* _EXERCICE_
Dans l'extrait sur le financement des documentaires présenté ci-dessous, relevez les obstacles au maintien des tournages énumérés dans la phrase commençant par « Tous racontent ».

* _EXTRAIT CHOISI_
Les documentaires, des pépites très convoitées mais sous-financées

Les documentaires ont beau avoir le vent en poupe sur les chaînes de télévision comme sur les plateformes, ils souffrent d’un « sous-financement systémique », dénoncent réalisateurs et producteurs, dont les tournages sont de plus entravés par la pandémie.

Drôle d’ambiance pour le monde du documentaire réuni cette semaine –surtout via internet– pour le Festival international documentaire de Biarritz (le Fipadoc), qui a maintenu les rencontres entre professionnels mais repoussé au printemps son ouverture au grand public, à cause du Covid.

Tous racontent une année pleine d’embûches pour arriver à maintenir les tournages entre confinements, fermetures des frontières et mesures sanitaires.

« Jusqu’à présent, on a été assez épargné car les films que l’on reçoit sont encore pour beaucoup des films pré-Covid », dont certains « terminés à distance », relate Roch Bozino, patron de la société de distribution de documentaires Java Films, lors d’une table-ronde.

* _DONNÉES FOURNIES_

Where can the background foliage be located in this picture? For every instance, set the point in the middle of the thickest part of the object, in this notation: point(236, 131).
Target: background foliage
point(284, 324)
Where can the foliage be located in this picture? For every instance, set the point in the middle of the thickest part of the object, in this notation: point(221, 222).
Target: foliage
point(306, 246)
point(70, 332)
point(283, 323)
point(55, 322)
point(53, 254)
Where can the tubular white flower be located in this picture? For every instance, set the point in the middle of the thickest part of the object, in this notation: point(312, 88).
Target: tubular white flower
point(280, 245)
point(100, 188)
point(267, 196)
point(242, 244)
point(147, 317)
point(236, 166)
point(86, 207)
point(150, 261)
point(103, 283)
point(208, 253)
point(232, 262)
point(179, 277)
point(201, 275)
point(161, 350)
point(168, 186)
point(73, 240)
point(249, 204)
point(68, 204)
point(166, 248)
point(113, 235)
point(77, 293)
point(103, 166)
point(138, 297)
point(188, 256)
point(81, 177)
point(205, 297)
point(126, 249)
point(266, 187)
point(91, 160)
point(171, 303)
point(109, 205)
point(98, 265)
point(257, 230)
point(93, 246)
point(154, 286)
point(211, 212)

* _CORRIGÉ_
- les confinements
- les fermetures des frontières
- les mesures sanitaires